**Directions for this task:** Your response must consist of the listing below, repeated exactly.

------------------------------------------------------------

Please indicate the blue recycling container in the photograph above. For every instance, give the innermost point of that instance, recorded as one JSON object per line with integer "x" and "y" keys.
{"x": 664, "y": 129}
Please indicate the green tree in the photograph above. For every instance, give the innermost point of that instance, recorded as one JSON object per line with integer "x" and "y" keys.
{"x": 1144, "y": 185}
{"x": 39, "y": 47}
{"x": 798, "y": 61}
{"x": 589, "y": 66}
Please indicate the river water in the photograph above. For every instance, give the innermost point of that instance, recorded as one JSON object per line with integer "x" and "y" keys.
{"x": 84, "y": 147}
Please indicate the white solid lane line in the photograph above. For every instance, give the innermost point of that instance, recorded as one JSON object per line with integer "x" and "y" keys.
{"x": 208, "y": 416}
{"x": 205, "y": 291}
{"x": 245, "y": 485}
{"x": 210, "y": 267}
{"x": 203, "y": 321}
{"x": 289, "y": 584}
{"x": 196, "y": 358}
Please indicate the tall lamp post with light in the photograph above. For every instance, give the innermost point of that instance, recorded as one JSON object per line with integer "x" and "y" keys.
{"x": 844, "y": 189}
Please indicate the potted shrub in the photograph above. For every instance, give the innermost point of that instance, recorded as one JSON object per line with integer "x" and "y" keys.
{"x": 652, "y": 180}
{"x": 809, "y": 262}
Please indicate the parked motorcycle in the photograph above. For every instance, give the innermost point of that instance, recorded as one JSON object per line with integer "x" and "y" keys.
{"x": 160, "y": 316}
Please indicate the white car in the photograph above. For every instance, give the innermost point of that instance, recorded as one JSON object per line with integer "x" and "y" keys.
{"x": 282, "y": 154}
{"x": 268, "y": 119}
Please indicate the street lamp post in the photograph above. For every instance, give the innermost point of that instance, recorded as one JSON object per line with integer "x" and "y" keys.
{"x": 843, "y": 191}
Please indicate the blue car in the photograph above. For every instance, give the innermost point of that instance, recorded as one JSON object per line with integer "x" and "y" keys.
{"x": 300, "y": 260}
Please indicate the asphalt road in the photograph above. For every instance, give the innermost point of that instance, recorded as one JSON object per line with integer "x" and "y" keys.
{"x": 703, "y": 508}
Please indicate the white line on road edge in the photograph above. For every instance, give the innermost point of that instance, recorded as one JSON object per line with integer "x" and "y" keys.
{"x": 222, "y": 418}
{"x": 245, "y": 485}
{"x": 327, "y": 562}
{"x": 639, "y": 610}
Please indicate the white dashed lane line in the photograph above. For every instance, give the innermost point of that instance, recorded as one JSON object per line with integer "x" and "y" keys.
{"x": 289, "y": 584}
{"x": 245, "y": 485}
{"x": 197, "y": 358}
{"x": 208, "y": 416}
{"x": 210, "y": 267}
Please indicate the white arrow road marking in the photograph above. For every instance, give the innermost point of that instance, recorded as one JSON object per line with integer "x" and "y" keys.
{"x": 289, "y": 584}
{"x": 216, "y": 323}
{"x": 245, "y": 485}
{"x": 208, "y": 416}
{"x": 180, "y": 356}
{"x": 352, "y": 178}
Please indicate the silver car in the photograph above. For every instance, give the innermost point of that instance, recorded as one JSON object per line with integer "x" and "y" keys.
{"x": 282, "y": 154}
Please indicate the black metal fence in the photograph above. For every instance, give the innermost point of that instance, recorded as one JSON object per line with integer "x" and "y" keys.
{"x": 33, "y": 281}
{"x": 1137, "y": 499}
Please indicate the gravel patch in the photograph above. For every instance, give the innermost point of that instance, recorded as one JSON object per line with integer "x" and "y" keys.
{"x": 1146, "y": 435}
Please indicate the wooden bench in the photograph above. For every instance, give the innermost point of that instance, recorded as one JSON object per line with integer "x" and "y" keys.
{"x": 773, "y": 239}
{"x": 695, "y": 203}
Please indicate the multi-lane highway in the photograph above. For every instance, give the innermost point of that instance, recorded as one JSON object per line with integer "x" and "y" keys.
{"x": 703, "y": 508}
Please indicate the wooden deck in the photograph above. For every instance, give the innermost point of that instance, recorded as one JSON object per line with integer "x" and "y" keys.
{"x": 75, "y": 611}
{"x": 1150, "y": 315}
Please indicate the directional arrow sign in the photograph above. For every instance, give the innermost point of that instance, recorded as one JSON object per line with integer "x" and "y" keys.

------------------------------------------------------------

**Result of this task:**
Please indicate the blue recycling container in the photograph above. For every instance, give the innermost point of that instance, recorded as one JSON object per line with integer "x" and "y" keys.
{"x": 664, "y": 129}
Please indicate the green tree in the photograph above. For every instance, give the innermost point of that instance, recorded as one JSON object per line with integer "x" and "y" keys.
{"x": 1144, "y": 185}
{"x": 39, "y": 47}
{"x": 798, "y": 61}
{"x": 589, "y": 66}
Please indicate the river water in the photograph above. For every instance, give the innermost point of that instance, recorded as one JSON object per line with integer "x" and "y" keys.
{"x": 84, "y": 147}
Please indicate the white solid lane line in the photograph above. For every instance, give the innermost point of that instance, recorded as one JSON object per line with integer "x" and "y" keys.
{"x": 208, "y": 416}
{"x": 205, "y": 291}
{"x": 245, "y": 485}
{"x": 210, "y": 267}
{"x": 203, "y": 321}
{"x": 289, "y": 584}
{"x": 196, "y": 358}
Please indicate the tall lamp post with light in the photograph above. For every instance, give the innermost point of that instance, recorded as one JSON object per line with integer "x" and "y" keys.
{"x": 844, "y": 189}
Please indicate the potted shrub in the photograph above. For every instance, give the innermost point of that instance, recorded as one JSON object per line with integer "x" and "y" keys.
{"x": 652, "y": 180}
{"x": 809, "y": 262}
Please indicate the parked motorcycle in the photograph above. For every instance, give the innermost point of that instance, recorded as one JSON object per line with integer "x" and "y" keys.
{"x": 160, "y": 316}
Please indicate the white car in the photograph above. For every instance, give the innermost point of that instance, recorded as one JSON object per line with integer "x" and "y" keys.
{"x": 282, "y": 154}
{"x": 268, "y": 119}
Please indicate the street lamp post in the photograph above. For every instance, give the innermost point of that instance, recorded as one JSON object per line with integer "x" and "y" keys.
{"x": 843, "y": 191}
Please indicate the blue car in the photograph above. For every instance, give the innermost point of that instance, recorded as one JSON object per line with integer "x" and "y" keys.
{"x": 300, "y": 260}
Please indicate the asphalt road in the photograph above. For every instance, give the innermost point of that instance, recorded as one JSON object per line with integer "x" and "y" keys.
{"x": 703, "y": 508}
Please indicate the white line on road edge in the photograph above. For every instance, give the innermost point of that instance, recorded as one JSON object per line with integer "x" and "y" keys.
{"x": 222, "y": 418}
{"x": 245, "y": 485}
{"x": 327, "y": 562}
{"x": 639, "y": 610}
Please indicate the white dashed lane line in the photograph above. For every instance, give the innermost point of that instance, recorded as one JSON object per line with integer "x" and "y" keys.
{"x": 289, "y": 584}
{"x": 245, "y": 485}
{"x": 197, "y": 358}
{"x": 208, "y": 416}
{"x": 210, "y": 267}
Please indicate the white arrow road marking in the photograph above. For every instance, give the innermost point of that instance, recorded as one JSON object per line with integer "x" and "y" keys.
{"x": 289, "y": 584}
{"x": 216, "y": 323}
{"x": 245, "y": 485}
{"x": 208, "y": 416}
{"x": 180, "y": 356}
{"x": 352, "y": 178}
Please indicate the silver car in the photograph above. For every instance, give the innermost point of that instance, recorded as one JSON object per line with integer "x" and "y" keys.
{"x": 282, "y": 154}
Please indicate the black metal fence in the photograph above. For every instance, give the innermost point of that instance, recorded as one JSON object per line with integer "x" and "y" keys.
{"x": 33, "y": 281}
{"x": 1137, "y": 499}
Please indicate the gravel patch in the photograph above. For every instance, give the innermost point of that instance, recorded as one JSON object per line with integer "x" and "y" keys.
{"x": 1146, "y": 435}
Please indicate the wooden bench in the photograph above. For every instance, give the innermost point of that instance, recorded as one JSON object per line with integer "x" and "y" keys.
{"x": 773, "y": 239}
{"x": 695, "y": 203}
Please indicate the multi-lane highway in the photograph above. For every instance, give the innermost point of that instance, recorded as one JSON object per line with integer "x" and "y" keys.
{"x": 703, "y": 508}
Please indicate the wooden deck in the photograph above. For every instance, give the innermost point of that instance, recorded as one JSON object per line with integer "x" and "y" keys.
{"x": 75, "y": 611}
{"x": 1150, "y": 315}
Please indicate the directional arrow sign in the photograph above. For every instance, give the innermost point of that instance, recorded as one JSON object per line with integer "x" and "y" keys.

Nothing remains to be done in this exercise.